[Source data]
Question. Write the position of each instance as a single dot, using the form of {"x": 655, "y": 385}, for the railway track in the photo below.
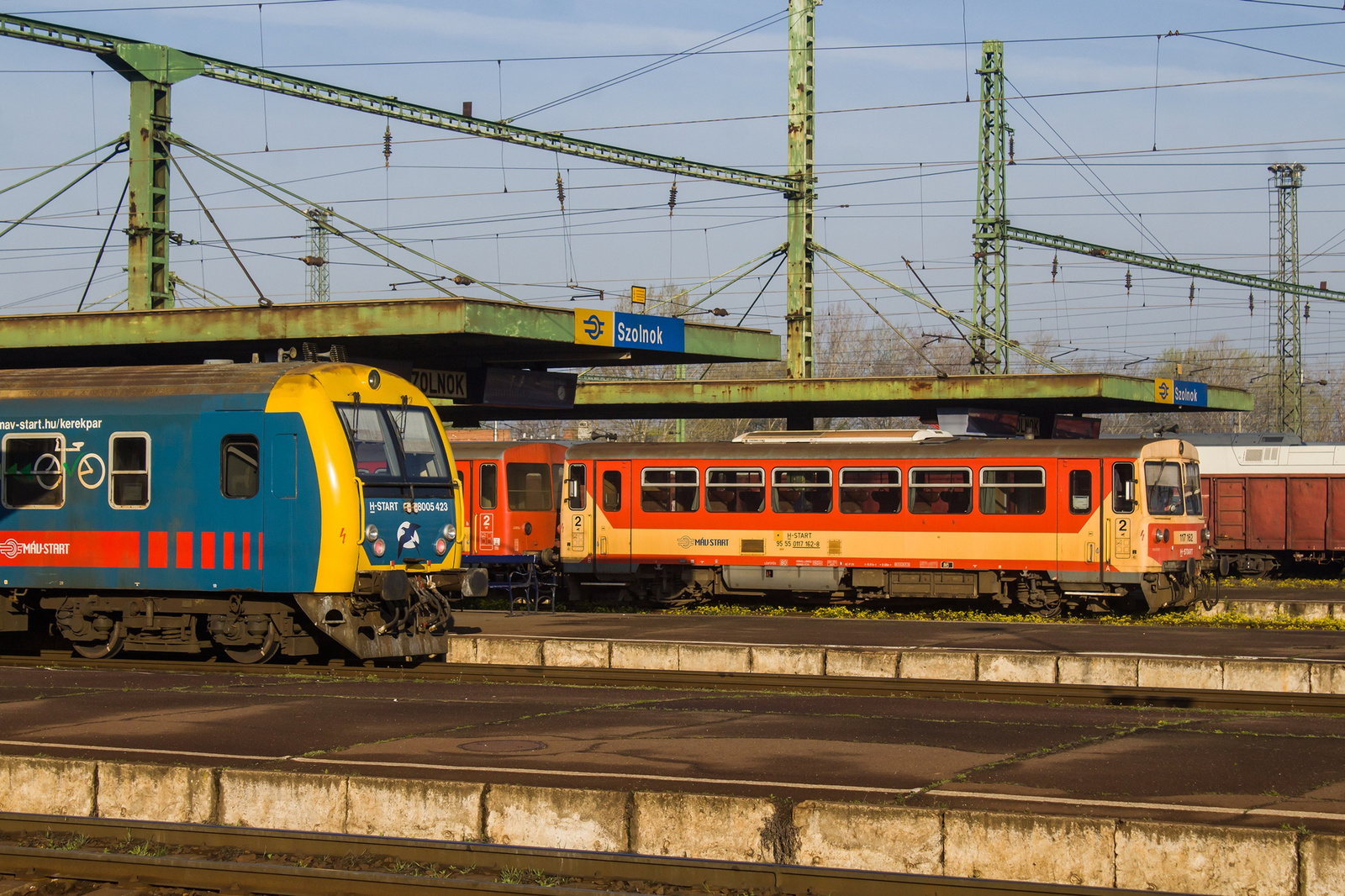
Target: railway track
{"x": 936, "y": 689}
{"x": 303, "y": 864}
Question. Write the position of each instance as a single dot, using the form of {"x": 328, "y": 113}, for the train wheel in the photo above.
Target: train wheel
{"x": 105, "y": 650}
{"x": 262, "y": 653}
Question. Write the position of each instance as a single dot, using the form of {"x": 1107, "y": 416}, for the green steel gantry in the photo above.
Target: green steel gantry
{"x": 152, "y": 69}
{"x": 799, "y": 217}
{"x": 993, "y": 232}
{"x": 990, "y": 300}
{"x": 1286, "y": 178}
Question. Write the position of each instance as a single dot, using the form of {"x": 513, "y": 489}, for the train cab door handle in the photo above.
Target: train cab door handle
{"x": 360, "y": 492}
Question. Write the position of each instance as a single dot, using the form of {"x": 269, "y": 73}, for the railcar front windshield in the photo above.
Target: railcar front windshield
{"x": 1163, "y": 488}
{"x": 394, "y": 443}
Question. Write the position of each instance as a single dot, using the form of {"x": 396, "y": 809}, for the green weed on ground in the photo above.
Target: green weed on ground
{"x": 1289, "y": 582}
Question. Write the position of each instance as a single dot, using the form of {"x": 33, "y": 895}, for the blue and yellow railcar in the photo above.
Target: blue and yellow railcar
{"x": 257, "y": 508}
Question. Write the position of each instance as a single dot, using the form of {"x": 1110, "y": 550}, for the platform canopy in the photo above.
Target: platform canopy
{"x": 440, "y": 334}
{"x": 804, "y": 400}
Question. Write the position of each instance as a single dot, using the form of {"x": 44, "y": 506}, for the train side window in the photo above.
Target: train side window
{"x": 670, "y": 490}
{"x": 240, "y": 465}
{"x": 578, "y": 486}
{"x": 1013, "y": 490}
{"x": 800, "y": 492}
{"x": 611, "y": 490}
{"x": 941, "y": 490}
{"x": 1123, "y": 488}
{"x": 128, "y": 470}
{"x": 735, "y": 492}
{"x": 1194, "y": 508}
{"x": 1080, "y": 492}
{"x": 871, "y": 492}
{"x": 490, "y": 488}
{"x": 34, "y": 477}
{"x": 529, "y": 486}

Task instructions.
Rewrite every item with "Target" changed to "Object" and everything else left the same. Leave out the pictures.

Final result.
Question. Write the position of each instance as a single dot, using the form of {"x": 655, "y": 385}, for the railway track in the photo below.
Object: railway track
{"x": 936, "y": 689}
{"x": 303, "y": 864}
Question. Write the position of each instance as a single dot, using the form of {"x": 328, "y": 113}, for the train wheel in the photo above.
Object: train wheel
{"x": 105, "y": 650}
{"x": 262, "y": 653}
Question. Write the position of each instance as a single dot, using the form of {"x": 1107, "y": 416}, for the green steel gantry in the photo above.
Object: green steel gantry
{"x": 152, "y": 69}
{"x": 799, "y": 217}
{"x": 993, "y": 232}
{"x": 990, "y": 300}
{"x": 1286, "y": 178}
Question. Write the position of each instance as a single dot, using the form of {"x": 513, "y": 489}, for the train cab door handle in the photo above.
Object: train cab door handle
{"x": 360, "y": 492}
Question. Write the position of each instance as a single dot, using the form of {"x": 269, "y": 73}, for the railcar front windshield in the photo above.
Object: railcar front windshield
{"x": 1163, "y": 488}
{"x": 394, "y": 443}
Question. Write the position of each instance as a single dot, using the form of {"x": 396, "y": 809}, for the green weed on ground in the photo above.
Object: green weed on ground
{"x": 1289, "y": 582}
Question. Write the position of each instance as a single dot, using the form of {"x": 33, "y": 895}, for the blue and yellow railcar in the photo above.
Object: blue and yellow railcar
{"x": 257, "y": 508}
Question. Write the position of each instance as a single dot, using the form of {"x": 1110, "y": 550}, for the platform canopy in the photo above.
Object: platform canopy
{"x": 440, "y": 334}
{"x": 804, "y": 400}
Question. Write the position of each instance as a single dot, using the form of {"x": 44, "y": 506}, for the train side window in the photo above.
Object: train side window
{"x": 670, "y": 490}
{"x": 240, "y": 465}
{"x": 578, "y": 486}
{"x": 1013, "y": 490}
{"x": 800, "y": 492}
{"x": 611, "y": 490}
{"x": 941, "y": 490}
{"x": 1123, "y": 488}
{"x": 128, "y": 470}
{"x": 735, "y": 492}
{"x": 1194, "y": 508}
{"x": 1080, "y": 492}
{"x": 871, "y": 492}
{"x": 490, "y": 488}
{"x": 34, "y": 477}
{"x": 529, "y": 486}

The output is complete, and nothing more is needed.